-- BEGIN MATERIAL FOR THIS TASK --

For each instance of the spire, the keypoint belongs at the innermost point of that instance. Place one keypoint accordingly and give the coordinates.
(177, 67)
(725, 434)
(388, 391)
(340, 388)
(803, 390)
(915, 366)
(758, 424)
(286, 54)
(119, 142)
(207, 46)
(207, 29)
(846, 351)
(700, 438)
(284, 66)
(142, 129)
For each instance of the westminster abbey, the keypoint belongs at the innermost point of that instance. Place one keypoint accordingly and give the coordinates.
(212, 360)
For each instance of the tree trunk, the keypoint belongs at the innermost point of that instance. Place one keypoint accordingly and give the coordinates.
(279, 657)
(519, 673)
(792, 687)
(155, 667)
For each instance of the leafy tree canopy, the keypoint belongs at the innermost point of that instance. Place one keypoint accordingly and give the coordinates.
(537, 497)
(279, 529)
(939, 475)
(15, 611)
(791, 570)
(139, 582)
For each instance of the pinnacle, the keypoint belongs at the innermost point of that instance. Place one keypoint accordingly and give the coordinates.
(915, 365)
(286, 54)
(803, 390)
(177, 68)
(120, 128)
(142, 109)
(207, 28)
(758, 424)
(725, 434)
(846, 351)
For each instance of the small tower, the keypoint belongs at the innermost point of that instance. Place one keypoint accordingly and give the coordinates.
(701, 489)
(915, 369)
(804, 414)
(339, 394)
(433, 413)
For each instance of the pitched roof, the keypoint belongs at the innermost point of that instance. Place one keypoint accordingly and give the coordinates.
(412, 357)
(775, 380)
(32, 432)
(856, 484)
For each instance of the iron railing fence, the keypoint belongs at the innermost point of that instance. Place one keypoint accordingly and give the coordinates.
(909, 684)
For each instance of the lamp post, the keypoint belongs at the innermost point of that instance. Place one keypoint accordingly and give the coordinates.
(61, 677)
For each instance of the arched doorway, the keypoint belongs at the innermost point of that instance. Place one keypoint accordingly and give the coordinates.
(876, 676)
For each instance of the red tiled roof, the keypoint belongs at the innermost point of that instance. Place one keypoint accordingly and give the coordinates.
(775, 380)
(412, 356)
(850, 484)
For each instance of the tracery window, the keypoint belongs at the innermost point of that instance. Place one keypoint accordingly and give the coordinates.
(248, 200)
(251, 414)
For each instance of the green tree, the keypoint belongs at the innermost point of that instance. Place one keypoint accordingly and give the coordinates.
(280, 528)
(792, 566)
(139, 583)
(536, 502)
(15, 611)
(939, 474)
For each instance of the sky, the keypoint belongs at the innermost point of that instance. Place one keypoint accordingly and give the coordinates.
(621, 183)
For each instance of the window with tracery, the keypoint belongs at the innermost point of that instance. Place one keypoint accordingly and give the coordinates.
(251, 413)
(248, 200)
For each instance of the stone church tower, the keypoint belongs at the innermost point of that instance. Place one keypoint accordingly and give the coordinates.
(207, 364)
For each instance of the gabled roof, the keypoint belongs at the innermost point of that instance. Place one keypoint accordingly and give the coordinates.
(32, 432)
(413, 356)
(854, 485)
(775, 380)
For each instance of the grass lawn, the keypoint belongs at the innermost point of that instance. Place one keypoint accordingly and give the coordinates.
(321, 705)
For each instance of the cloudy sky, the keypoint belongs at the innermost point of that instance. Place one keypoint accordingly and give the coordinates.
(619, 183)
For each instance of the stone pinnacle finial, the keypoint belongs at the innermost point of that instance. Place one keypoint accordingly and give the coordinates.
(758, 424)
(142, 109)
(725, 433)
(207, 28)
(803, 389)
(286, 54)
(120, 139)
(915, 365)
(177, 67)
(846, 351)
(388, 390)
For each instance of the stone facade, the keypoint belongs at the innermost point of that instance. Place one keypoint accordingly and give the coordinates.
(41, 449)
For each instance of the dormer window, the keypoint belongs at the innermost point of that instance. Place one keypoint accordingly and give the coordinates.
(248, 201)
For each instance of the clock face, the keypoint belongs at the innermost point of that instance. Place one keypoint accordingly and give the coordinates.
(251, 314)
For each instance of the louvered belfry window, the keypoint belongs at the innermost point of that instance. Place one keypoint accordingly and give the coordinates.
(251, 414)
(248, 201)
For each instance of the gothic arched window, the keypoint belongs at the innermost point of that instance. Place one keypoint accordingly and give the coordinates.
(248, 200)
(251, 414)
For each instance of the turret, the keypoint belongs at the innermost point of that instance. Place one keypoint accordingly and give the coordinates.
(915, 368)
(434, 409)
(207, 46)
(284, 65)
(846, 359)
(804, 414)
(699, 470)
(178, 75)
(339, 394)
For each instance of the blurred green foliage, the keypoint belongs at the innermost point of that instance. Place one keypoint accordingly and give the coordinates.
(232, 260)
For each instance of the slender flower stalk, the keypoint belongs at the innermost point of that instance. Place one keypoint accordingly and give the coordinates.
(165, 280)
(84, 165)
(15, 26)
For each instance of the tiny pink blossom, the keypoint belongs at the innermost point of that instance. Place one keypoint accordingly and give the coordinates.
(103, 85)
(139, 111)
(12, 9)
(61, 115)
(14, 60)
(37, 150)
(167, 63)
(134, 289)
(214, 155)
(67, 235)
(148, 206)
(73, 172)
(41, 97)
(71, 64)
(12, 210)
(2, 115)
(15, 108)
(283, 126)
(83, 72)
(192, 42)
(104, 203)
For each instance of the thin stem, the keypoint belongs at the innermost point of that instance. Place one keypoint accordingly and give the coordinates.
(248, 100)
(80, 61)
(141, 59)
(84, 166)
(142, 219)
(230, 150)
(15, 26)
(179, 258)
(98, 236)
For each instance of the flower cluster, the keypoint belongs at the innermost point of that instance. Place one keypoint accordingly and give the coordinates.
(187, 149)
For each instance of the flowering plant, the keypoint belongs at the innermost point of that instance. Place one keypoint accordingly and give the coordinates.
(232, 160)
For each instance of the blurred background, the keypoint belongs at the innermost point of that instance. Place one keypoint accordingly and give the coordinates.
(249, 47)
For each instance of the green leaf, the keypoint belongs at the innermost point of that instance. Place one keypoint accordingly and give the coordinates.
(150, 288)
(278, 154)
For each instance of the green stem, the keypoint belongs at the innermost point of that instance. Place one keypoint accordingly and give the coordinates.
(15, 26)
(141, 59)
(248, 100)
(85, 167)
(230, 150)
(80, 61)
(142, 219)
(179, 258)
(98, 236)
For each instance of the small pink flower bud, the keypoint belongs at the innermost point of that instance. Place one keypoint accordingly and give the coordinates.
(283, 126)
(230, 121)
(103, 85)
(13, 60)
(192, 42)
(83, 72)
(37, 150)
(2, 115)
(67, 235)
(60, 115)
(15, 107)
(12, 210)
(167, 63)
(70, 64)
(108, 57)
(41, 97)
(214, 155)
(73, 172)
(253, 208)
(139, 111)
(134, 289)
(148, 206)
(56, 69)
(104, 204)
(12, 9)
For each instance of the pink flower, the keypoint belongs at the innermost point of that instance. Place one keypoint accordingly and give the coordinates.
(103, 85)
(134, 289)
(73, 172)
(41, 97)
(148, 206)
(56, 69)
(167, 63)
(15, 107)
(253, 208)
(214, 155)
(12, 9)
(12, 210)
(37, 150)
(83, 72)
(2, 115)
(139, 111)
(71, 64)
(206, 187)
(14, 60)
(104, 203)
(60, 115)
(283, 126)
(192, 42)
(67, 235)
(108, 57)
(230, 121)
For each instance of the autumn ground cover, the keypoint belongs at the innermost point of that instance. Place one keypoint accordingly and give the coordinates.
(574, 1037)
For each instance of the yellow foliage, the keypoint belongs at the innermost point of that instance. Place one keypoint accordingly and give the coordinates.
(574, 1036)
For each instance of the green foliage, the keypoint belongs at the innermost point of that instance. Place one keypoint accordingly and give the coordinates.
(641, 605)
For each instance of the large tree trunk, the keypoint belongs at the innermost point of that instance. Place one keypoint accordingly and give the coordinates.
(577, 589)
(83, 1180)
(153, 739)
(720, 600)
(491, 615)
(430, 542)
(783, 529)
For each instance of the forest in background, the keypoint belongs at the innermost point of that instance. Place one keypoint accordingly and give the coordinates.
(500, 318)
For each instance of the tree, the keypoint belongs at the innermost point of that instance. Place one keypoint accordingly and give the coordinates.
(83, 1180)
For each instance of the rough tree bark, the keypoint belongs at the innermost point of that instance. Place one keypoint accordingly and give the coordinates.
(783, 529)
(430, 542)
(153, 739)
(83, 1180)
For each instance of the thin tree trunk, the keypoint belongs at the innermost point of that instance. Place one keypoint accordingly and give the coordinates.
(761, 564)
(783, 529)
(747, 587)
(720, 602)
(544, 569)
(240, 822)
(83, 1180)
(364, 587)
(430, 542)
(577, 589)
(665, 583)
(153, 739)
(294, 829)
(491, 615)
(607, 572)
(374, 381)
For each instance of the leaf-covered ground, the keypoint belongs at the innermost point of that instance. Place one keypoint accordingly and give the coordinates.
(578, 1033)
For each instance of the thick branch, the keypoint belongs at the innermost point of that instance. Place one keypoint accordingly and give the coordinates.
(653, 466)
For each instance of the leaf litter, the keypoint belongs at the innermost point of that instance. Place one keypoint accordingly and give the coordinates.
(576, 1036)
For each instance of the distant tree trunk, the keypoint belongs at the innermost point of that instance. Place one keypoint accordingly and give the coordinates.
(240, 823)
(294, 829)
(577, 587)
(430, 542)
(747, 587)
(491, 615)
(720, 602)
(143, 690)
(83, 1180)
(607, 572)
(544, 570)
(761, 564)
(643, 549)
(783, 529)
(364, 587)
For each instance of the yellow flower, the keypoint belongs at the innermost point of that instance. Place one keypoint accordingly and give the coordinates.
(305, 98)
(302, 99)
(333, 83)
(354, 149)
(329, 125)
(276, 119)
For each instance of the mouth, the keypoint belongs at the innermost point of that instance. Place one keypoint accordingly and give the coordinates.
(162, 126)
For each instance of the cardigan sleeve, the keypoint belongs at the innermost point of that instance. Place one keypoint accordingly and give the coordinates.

-- END MATERIAL FOR THIS TASK --

*WHAT NEEDS TO BE DONE*: Output, unchanged, the lines from the line with "For each instance of the leaf-covered" through the final line of the material.

*PROBLEM SOLUTION*:
For each instance of the leaf-covered ground, the keypoint belongs at the innermost point of that instance. Place one keypoint accordingly and give the coordinates.
(578, 1033)
For each instance of the thick branch, the keypoint belongs at the innermost point of that instance. Place one keypoint accordingly and give the coordinates.
(653, 466)
For each instance of the leaf litter, the keypoint belongs at the innermost point of that instance. Place one keypoint accordingly and give the coordinates.
(576, 1036)
For each instance of the distant tree trunk, the keypoint belongs at the innermost point of that instance. Place one keypoint accordingly and give the coordinates.
(240, 823)
(294, 829)
(577, 587)
(430, 542)
(747, 587)
(491, 615)
(720, 602)
(143, 690)
(83, 1180)
(607, 572)
(544, 570)
(761, 564)
(643, 549)
(783, 529)
(364, 587)
For each instance of the yellow flower, the keypoint belongs at the innermost point of that instance. Place one keypoint accordingly and give the coordinates.
(305, 98)
(302, 99)
(333, 83)
(354, 149)
(329, 125)
(276, 119)
For each instance of the mouth, the keypoint belongs at the innermost point of that instance. Place one keypoint accordingly and give the coordinates.
(162, 126)
For each instance of the cardigan sleeve, the keypoint belongs at the innermost point of that instance. Place one keypoint accordingly and give the coordinates.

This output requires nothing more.